Reproduce sin cambios las líneas de los datos que siguen, comenzando por la que contiene "obj: clear blue sky => coords" y terminando en la última línea de los datos, ambas incluidas.

Datos de anotación de detección:
==========

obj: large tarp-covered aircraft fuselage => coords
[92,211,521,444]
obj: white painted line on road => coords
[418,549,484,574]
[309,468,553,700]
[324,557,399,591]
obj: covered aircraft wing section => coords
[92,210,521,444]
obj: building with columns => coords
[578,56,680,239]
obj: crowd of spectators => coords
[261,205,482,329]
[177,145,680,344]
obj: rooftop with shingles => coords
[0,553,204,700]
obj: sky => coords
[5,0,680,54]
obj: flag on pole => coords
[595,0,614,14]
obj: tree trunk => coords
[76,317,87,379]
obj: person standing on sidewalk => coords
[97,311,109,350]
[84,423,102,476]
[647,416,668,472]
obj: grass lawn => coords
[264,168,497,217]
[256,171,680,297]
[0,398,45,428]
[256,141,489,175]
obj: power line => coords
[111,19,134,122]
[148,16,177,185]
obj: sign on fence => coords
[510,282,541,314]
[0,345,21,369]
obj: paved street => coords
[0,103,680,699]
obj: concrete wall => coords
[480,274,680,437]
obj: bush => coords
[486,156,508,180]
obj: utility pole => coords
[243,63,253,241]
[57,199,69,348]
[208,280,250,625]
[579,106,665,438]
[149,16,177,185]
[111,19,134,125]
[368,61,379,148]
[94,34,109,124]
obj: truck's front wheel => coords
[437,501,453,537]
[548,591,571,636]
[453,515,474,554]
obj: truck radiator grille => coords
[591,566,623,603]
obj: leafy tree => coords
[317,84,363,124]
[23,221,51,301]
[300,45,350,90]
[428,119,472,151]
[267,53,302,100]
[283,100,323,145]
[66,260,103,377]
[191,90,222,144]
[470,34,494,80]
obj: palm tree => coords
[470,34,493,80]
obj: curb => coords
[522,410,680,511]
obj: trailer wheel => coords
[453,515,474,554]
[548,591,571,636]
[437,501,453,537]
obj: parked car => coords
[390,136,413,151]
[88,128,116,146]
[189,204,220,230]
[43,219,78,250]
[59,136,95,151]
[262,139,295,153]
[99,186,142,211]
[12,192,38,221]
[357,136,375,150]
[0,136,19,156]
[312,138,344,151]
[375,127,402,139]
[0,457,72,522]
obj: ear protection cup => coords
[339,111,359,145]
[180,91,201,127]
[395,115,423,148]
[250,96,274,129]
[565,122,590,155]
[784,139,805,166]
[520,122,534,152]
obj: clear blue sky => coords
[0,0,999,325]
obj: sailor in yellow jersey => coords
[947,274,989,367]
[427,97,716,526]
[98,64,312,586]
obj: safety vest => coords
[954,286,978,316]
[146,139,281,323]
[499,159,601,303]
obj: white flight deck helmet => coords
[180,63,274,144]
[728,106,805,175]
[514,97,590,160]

==========

### SOLUCIÓN DE LA TAREA
obj: clear blue sky => coords
[0,0,999,325]
obj: sailor in yellow jersey => coords
[947,274,989,367]
[427,97,716,526]
[98,64,312,586]
obj: safety vest => coords
[954,286,978,316]
[146,139,281,323]
[499,159,601,303]
obj: white flight deck helmet => coords
[180,63,274,144]
[728,106,805,175]
[514,97,590,160]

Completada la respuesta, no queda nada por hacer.